What you need to do:
• A. Answer these questions about the JET Report press release, marking each answer to match:
(i) How many mirror sites does Yaman Akdeniz say currently exist?
(ii) Whose legal costs did the Council pay?
(iii) In what year was the JET Report written?
• B. Write what follows the JET Report press release, continuing after its final sentence.

Cyber-Rights & Cyber-Liberties (UK)

For Immediate Release -- 4 August 1997

UK JET Report Controversy over - Notts CC backs down

The Nottinghamshire County Council appeared to concede that the mirror campaign organised by Cyber-Rights & Cyber-Liberties (UK) had rendered its legal action counterproductive, and the formerly banned JET Report is expected to be available at its original place at sometime later this week.

According to the official Nottinghamshire County Council Press Release "bringing this action was the right thing to do", but the Chair of Social Services Tim Bell stated that:

"We have been faced with a technology running at a pace which exceeds the law's ability to adopt to deal with it and the best interests of Nottinghamshire people would not be served by running up large bills in difficult areas of law."

The Council even paid the legal costs of one of the defendants, Mr John Gwatkin.

According to Yaman Akdeniz, head of the Cyber-Rights & Cyber-Liberties (UK) group, "the decision of the County Council is probably influenced by the recent decision of the UK police to drop charges in an 18 month investigation involving the availability of a blasphemous poem by James Kirkup on the Internet."

"The issue in the availability of the JET Report is public interest and freedom of information. The wide availability of the JET Report on the Internet is just another of this kind of colloboration by the netizens on the Internet against nation-states and their local bodies. The global Internet does not recognise boundaries and will resist any attempts by individual governments and law enforcement bodies to suppress or censor information on it."

Cyber-Rights & Cyber-Liberties (UK) would like to thank all the netizens involved with the dissemination of the JET Report on the Internet and also to the Internet media who has covered the issue widely so far.

Yaman Akdeniz, also stated that:

"There are currently 35 mirror sites and every time the County Council tried to stop the publication of the JET Report, their action spawned another dozen mirror sites. This case is reminiscent of the unsuccessful attempts of the UK Government to stop the publication of the Spycatcher novel in 1986 in Australia which involved the memoirs of Peter Wright, a senior officer in MI5 from 1955 to 1976. Spycatcher was also published in the USA and Canada following its initial publication in Australia. As in the case of Spycatcher it proved impossible to stop the publication of the JET Report; the genie is out of the bottle."

"It may be argued that if the Nottinghamshire CC was successful with their court action that the hypertext links are also copyrightable the outcome would have a chilling effect on the development of the Internet within the UK and elsewhere."

Background information:

The Joint Enquiry Report into the 1988 Broxtowe Case, the inside story of UK's first 'Satanic Ritual Abuse' case was published for the first time on the Internet by three UK journalists (Nick Anning, David Hebditch and Margaret Jervis) in May 1997. The report which was written in 1989 by a joint enquiry team ('JET') of police and social workers in the aftermath of the 'Broxtowe Case' has been made available on the Internet in the hope that an informed readership will be able to draw its own conclusions.

[Data extracted from a collection]
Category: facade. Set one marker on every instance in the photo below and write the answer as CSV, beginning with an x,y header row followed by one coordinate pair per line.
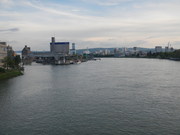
x,y
73,51
59,47
158,49
26,51
3,51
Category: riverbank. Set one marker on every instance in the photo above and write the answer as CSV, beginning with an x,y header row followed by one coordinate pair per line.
x,y
10,74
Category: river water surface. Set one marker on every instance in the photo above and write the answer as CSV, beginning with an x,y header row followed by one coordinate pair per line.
x,y
107,97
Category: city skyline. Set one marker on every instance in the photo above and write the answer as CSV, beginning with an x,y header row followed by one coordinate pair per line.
x,y
95,23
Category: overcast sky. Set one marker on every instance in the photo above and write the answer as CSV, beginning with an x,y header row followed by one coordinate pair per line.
x,y
90,23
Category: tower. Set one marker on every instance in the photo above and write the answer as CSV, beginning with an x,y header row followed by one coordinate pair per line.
x,y
52,44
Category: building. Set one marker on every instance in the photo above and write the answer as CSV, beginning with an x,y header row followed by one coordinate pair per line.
x,y
26,51
3,52
59,47
169,48
73,50
158,49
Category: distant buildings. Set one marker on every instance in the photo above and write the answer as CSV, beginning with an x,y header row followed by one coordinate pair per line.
x,y
73,50
158,49
3,52
59,47
169,48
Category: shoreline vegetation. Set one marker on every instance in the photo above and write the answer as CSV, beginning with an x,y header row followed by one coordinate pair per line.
x,y
162,55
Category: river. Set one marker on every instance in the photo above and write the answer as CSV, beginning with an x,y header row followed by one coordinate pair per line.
x,y
113,96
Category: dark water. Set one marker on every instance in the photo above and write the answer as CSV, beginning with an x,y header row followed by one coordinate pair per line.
x,y
107,97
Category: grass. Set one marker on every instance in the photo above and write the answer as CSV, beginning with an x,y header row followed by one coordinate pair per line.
x,y
10,74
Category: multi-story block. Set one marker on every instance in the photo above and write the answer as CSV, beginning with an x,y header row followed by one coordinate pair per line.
x,y
3,52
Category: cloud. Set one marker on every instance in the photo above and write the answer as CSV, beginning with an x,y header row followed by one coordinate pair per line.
x,y
107,2
9,30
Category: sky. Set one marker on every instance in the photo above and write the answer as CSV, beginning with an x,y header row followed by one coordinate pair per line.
x,y
90,23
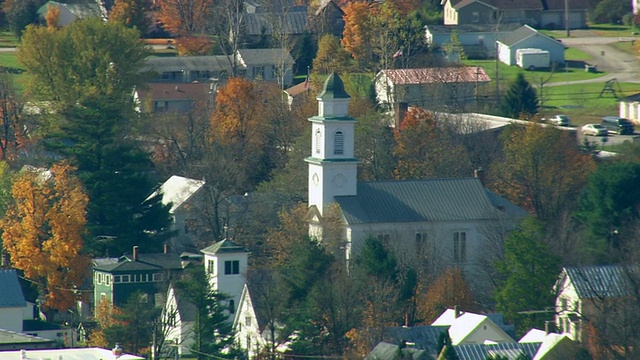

Results:
• A.
(i) 35
(ii) Mr John Gwatkin
(iii) 1989

• B.
But the Nottinghamshire County Council, who holds the copyright for the JET Report has threatened the three journalists with legal action if they fail to remove the controversial JET Report from their Internet Web Site on the ground that any copying of the report is an infringement of the Nottinghamshire County Council's copyright in Britain.

On the application of the Nottingham County Council, Judge Boggis QC, of the Chancery Division of the High Court of Justice granted an injunction against the three journalists on the 3rd of June 1997 four days after the report has been published on their web page. Following the injunction, the JET Report has been withdrawn from its original place.

Cyber-Rights & Cyber-Liberties (UK), a non-profit civil liberties organisation, has received a request from the three journalists to help them to set up a mirror page over the Internet following the possibility of a legal action by the Nottinghamshire County Council on June 2, 1997. Cyber-Rights & Cyber-Liberties (UK) issued a call to the on-line community later on that day for setting up mirror sites all around the world.

The Internet community has heard the rallying cry and responded, heeding the call of Cyber-Rights & Cyber-Liberties (UK) by disseminating the notorious JET Report so widely that there is little the Nottinghamshire County Council could do to plug the leak. But they managed to stop a Canadian and a German web site mirroring the JET Report by threatening the owners of the web sites with legal action. Professor Peter Junger in the US and Dr Michael Baker in Australia refused to comply with similar threats and replied to the Nottinghamshire County Council publicly. There are currently 35 mirror sites of the JET Report all around the world.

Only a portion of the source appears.